When the line with "negative clicks: (241, 272) (279, 270)" appears below, start repeating lines exactly, and keep going through the line with "239V240H267ZM263 250L264 273H269L279"; add nothing outside that span.

■ The records ■
────────────────────
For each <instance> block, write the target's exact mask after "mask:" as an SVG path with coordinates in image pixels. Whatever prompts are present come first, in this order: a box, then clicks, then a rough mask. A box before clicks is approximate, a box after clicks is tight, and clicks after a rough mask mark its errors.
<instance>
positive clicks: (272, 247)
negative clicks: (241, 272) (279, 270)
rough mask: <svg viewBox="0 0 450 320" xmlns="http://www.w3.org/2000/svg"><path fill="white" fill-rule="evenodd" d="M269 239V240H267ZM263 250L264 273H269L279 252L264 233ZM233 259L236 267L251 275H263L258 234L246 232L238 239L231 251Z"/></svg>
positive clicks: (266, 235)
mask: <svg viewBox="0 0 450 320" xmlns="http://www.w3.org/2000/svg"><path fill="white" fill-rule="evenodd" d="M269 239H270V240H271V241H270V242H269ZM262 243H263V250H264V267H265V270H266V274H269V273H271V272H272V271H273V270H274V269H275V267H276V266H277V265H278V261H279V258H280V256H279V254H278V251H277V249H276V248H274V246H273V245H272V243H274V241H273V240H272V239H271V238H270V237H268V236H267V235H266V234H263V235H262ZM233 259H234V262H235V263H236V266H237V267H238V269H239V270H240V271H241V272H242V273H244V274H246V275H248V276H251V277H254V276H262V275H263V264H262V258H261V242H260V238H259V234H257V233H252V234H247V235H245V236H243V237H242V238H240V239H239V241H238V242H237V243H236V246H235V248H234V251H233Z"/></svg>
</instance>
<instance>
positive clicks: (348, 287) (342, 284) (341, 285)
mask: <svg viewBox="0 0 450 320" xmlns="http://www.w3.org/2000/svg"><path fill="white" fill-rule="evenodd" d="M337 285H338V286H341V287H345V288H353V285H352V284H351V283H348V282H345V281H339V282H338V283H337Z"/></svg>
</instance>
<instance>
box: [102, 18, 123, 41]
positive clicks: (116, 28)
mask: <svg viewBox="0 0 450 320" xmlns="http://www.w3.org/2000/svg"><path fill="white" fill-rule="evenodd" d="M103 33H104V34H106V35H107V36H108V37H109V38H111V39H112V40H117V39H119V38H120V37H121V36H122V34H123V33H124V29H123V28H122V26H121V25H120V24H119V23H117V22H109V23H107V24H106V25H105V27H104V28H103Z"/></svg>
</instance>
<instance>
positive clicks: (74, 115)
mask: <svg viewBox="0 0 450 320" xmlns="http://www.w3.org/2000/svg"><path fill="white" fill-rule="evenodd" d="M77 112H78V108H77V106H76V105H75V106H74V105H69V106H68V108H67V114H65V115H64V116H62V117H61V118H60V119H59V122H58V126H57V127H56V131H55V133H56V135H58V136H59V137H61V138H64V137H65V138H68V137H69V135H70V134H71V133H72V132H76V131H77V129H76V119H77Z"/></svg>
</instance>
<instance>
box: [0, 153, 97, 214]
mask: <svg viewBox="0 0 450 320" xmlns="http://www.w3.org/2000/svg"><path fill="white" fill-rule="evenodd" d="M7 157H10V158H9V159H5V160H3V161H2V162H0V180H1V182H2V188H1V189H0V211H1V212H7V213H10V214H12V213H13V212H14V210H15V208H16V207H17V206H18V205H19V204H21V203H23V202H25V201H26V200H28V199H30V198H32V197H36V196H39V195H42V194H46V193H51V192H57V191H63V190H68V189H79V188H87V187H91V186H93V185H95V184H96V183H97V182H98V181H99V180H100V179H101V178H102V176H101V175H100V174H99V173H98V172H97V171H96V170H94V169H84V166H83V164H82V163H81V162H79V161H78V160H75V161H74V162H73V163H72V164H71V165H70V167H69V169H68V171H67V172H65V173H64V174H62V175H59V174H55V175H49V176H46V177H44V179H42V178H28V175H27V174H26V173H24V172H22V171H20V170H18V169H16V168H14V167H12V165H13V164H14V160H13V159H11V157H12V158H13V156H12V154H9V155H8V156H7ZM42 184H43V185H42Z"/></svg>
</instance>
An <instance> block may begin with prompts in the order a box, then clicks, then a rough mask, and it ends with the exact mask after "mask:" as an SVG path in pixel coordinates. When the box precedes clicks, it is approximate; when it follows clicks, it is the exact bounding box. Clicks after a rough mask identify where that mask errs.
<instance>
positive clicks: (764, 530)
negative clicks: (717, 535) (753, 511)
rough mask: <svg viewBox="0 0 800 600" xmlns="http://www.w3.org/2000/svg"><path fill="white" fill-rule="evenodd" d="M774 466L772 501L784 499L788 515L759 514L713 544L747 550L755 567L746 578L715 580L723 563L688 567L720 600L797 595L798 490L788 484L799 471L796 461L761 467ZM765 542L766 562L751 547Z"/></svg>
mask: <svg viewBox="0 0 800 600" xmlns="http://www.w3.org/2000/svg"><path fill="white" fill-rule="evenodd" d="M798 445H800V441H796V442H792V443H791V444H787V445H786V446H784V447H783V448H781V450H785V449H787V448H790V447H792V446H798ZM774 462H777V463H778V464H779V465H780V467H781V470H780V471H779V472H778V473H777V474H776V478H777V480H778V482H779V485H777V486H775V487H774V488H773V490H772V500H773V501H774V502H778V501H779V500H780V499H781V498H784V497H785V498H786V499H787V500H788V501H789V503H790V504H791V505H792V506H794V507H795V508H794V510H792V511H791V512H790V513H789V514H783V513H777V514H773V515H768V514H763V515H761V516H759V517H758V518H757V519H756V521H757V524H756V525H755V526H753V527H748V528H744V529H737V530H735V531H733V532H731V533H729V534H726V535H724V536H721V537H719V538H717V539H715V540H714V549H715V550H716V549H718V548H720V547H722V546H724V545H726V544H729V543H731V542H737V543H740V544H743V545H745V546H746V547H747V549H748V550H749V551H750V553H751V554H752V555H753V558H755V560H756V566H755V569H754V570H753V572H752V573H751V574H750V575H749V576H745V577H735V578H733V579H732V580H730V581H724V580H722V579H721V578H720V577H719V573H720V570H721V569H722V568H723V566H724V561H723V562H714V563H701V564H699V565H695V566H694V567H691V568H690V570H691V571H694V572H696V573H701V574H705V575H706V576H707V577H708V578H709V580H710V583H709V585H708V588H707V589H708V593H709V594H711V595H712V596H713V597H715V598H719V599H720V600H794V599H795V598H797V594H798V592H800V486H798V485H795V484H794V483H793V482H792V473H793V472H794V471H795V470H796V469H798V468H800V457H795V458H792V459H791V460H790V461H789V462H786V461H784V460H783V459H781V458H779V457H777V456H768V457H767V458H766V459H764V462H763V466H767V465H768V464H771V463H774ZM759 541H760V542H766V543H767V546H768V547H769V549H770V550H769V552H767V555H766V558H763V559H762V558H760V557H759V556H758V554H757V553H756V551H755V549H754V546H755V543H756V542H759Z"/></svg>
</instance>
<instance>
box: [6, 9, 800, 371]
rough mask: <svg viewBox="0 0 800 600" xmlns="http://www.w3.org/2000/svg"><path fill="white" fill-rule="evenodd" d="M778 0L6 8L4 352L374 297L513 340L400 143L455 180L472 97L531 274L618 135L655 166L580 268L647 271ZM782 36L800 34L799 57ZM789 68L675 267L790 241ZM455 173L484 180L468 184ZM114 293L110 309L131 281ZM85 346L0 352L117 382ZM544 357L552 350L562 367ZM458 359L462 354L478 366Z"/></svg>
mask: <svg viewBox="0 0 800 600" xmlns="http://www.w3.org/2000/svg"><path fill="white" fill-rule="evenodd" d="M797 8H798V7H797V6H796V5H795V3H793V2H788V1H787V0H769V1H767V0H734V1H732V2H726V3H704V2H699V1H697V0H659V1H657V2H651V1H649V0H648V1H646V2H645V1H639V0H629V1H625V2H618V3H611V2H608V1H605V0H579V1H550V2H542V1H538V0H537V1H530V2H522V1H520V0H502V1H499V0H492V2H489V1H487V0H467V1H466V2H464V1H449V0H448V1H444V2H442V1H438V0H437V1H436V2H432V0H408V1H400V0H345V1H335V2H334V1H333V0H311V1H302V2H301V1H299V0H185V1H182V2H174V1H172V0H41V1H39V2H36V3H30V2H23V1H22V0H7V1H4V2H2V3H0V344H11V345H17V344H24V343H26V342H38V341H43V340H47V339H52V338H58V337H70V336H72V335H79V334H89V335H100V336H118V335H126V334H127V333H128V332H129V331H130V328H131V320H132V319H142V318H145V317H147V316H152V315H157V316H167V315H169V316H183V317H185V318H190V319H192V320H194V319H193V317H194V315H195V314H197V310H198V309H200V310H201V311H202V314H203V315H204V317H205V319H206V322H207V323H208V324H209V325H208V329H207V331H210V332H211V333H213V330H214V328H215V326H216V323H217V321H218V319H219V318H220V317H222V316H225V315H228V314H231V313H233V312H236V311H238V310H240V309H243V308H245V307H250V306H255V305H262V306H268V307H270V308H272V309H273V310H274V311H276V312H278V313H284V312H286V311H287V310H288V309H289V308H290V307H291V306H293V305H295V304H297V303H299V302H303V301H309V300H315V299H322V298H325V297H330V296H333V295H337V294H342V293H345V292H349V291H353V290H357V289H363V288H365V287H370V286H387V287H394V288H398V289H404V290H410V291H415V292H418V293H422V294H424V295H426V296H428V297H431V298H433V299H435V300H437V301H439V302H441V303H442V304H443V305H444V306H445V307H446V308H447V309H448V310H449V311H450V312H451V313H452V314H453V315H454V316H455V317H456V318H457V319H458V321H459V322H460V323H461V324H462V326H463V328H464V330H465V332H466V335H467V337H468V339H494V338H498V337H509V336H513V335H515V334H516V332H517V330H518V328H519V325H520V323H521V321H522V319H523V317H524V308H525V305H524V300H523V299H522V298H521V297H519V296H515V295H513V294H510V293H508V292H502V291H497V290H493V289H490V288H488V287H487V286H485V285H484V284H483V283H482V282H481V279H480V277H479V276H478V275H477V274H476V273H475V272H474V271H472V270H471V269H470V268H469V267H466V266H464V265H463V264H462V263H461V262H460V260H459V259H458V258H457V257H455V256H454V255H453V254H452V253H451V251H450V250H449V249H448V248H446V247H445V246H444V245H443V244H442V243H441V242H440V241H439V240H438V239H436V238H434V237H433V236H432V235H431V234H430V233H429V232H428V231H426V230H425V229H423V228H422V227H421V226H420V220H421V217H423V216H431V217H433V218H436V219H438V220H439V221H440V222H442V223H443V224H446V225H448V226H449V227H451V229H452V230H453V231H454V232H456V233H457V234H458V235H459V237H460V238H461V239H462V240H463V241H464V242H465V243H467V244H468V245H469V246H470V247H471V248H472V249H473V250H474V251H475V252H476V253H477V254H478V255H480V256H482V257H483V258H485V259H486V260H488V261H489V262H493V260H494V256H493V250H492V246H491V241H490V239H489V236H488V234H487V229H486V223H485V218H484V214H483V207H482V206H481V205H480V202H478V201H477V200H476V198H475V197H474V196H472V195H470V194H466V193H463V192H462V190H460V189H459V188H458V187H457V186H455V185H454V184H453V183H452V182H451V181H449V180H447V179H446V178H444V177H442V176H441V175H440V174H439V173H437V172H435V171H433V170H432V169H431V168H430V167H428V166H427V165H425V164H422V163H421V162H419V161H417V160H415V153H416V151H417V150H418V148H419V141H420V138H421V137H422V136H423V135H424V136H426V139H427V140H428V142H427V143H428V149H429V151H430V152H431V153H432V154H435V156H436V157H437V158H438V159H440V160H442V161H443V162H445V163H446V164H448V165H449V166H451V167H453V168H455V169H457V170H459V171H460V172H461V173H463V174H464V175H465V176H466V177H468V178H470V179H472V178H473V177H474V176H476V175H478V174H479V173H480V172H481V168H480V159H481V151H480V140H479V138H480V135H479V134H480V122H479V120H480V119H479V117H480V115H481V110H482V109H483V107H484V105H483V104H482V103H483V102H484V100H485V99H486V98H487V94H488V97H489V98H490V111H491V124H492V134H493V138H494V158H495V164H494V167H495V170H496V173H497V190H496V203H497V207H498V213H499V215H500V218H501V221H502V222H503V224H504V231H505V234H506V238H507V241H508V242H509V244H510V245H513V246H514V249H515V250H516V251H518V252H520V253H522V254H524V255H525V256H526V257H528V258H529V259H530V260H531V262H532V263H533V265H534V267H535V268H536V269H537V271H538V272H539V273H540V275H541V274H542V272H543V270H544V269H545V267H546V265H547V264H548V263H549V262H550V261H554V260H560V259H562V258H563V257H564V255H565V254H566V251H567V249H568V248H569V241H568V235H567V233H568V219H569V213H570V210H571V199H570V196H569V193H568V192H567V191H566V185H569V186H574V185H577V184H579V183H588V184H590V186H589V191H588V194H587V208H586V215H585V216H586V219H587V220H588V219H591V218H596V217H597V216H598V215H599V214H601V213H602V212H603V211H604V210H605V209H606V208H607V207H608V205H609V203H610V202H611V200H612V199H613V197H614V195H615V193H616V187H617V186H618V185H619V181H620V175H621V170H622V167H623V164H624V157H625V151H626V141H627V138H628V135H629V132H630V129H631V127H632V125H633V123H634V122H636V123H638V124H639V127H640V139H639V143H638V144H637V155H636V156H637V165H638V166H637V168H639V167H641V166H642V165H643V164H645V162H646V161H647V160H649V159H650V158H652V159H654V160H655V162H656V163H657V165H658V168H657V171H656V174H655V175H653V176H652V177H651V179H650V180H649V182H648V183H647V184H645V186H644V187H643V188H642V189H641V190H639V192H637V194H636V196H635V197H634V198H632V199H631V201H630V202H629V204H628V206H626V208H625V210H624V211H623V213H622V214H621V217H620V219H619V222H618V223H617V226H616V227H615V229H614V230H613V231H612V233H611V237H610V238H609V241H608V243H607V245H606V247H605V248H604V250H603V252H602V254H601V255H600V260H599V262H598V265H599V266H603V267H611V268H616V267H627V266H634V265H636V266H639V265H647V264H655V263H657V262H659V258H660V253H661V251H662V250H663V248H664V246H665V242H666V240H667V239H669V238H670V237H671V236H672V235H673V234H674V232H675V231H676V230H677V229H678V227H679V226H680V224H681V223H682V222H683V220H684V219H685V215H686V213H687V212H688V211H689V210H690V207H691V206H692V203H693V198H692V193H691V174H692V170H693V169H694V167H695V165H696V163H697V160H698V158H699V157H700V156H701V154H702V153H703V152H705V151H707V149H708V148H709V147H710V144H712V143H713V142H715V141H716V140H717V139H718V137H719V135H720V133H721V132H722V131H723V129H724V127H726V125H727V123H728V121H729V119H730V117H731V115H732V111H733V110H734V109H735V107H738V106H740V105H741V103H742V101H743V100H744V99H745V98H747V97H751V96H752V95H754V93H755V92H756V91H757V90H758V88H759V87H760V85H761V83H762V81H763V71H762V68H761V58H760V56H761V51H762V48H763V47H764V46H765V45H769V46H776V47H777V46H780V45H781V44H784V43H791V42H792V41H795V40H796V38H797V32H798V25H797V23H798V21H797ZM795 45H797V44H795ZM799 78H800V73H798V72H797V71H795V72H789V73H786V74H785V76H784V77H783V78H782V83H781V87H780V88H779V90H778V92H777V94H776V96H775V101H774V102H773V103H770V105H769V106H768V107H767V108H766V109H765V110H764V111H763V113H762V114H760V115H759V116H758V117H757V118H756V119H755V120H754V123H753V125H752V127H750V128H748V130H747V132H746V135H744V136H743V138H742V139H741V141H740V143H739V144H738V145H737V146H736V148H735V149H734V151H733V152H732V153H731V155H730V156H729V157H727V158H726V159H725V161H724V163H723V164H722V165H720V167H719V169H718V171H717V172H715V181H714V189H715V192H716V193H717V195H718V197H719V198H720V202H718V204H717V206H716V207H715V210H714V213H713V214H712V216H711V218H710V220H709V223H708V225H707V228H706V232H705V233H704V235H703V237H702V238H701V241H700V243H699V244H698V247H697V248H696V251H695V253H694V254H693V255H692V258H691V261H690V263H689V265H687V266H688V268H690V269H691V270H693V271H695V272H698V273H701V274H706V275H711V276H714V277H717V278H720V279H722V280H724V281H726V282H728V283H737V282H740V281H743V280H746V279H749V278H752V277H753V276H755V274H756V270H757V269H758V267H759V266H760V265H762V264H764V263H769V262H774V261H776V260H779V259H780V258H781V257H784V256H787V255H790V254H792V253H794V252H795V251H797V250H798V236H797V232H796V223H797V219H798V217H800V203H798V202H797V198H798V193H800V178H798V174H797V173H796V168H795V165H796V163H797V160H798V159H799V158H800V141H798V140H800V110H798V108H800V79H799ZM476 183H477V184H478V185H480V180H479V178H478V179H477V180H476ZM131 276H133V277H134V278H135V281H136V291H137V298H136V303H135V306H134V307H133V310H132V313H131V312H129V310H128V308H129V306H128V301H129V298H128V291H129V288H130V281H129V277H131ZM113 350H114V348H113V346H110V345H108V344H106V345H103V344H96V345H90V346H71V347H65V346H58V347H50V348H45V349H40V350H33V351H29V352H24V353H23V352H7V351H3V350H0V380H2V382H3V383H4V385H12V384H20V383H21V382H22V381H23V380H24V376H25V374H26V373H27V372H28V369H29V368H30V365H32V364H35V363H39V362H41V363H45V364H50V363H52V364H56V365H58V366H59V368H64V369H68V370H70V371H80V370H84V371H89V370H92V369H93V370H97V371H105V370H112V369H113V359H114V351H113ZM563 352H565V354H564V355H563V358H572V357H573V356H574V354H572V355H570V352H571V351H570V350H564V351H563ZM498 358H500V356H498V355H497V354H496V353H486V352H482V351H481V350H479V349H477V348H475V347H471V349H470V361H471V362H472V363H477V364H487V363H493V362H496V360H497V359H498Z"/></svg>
────────────────────
■ Answer ■
negative clicks: (241, 272) (279, 270)
rough mask: <svg viewBox="0 0 450 320" xmlns="http://www.w3.org/2000/svg"><path fill="white" fill-rule="evenodd" d="M269 239V240H267ZM263 250L264 273H269L279 252L264 233ZM233 259L236 267L251 275H263L258 234L246 232L238 239L231 251Z"/></svg>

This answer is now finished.